**What you will do**
Pictures aside, repeat the listing below exactly.

╭─ Supplied records

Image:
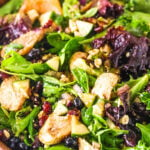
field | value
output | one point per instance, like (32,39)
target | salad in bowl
(75,75)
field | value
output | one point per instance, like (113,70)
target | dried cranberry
(36,143)
(4,75)
(70,105)
(131,138)
(36,100)
(38,87)
(78,103)
(48,24)
(42,120)
(71,142)
(34,54)
(75,112)
(47,108)
(2,136)
(108,9)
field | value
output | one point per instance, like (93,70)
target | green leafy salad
(75,75)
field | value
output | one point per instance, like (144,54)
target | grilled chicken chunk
(55,129)
(41,6)
(3,146)
(13,93)
(104,85)
(28,40)
(84,145)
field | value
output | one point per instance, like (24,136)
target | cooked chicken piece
(55,129)
(28,40)
(104,85)
(84,145)
(3,146)
(13,93)
(41,6)
(3,2)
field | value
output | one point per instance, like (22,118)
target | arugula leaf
(16,63)
(145,130)
(21,124)
(3,120)
(57,147)
(139,86)
(145,98)
(55,38)
(86,115)
(54,88)
(91,12)
(23,76)
(139,5)
(137,23)
(12,47)
(70,47)
(10,7)
(82,78)
(109,139)
(140,146)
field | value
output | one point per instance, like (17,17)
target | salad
(75,75)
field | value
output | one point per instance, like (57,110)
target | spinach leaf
(57,40)
(145,98)
(145,130)
(21,124)
(109,139)
(82,78)
(16,63)
(10,7)
(86,115)
(70,47)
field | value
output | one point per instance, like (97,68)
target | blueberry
(71,142)
(78,103)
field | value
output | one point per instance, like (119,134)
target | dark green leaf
(10,7)
(22,124)
(109,139)
(70,47)
(145,130)
(71,9)
(86,115)
(16,63)
(59,19)
(139,86)
(3,120)
(90,13)
(82,78)
(145,98)
(57,40)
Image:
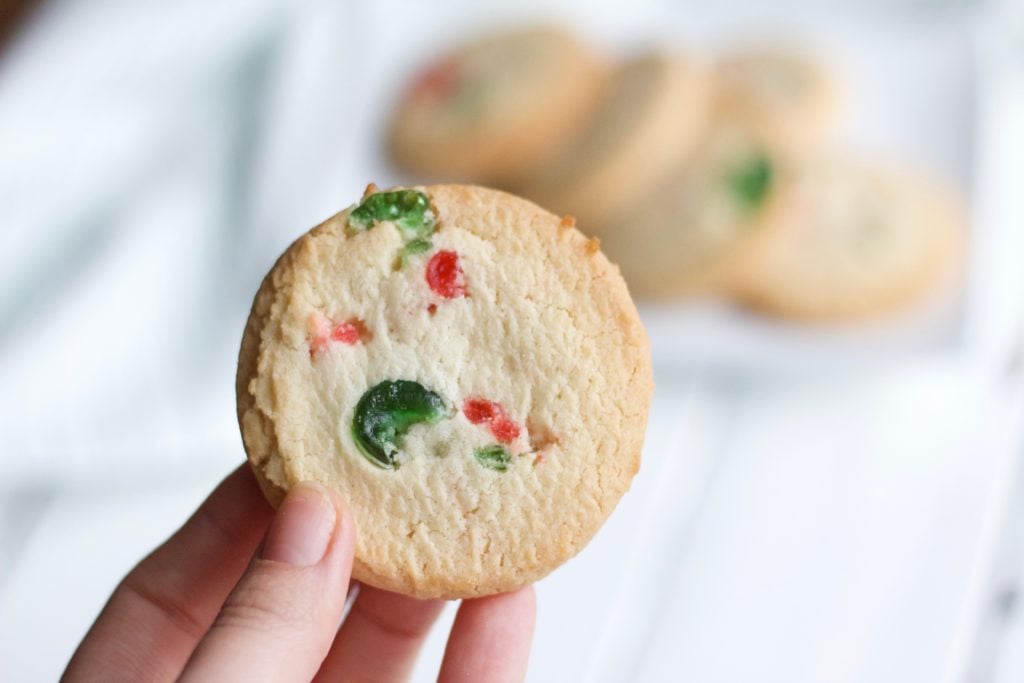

╰─

**Task answer**
Image:
field | value
output | one point per instance, like (32,39)
target | salad in bowl
(75,75)
field | value
output | one point per instance, like (113,70)
target | dried cranberry
(36,143)
(4,75)
(70,105)
(131,138)
(36,100)
(38,87)
(78,103)
(48,24)
(42,120)
(71,142)
(34,54)
(75,112)
(47,108)
(2,136)
(108,9)
field | value
output | one point per instance, like (93,70)
target | green leafy salad
(75,75)
field | value
output | one point per instance, like (144,54)
target | grilled chicken chunk
(55,129)
(41,6)
(3,146)
(13,93)
(104,85)
(28,40)
(84,145)
field | value
output | one point per instance, like (24,136)
target | cooked chicken piece
(55,129)
(28,40)
(104,85)
(84,145)
(3,146)
(13,93)
(41,6)
(3,2)
field | value
output | one point per instance, like (22,118)
target | arugula leaf
(16,63)
(145,130)
(21,124)
(3,120)
(57,147)
(139,86)
(145,98)
(55,38)
(86,115)
(54,88)
(91,12)
(23,76)
(139,5)
(137,23)
(12,47)
(70,47)
(10,7)
(82,78)
(109,139)
(140,146)
field | value
output | one point per instance, like (17,17)
target | salad
(75,75)
field | value
output | one point per instance, like (57,110)
target | spinach leaf
(57,40)
(145,98)
(145,130)
(21,124)
(109,139)
(82,78)
(16,63)
(10,7)
(86,115)
(70,47)
field | value
output | one point per instance, like (97,68)
target | blueberry
(71,142)
(78,103)
field | value
output | one point per instance, like (119,134)
target | dark green leaf
(10,7)
(22,124)
(109,139)
(70,47)
(145,130)
(71,9)
(86,115)
(16,63)
(59,19)
(139,86)
(3,120)
(90,13)
(82,78)
(145,98)
(57,40)
Image:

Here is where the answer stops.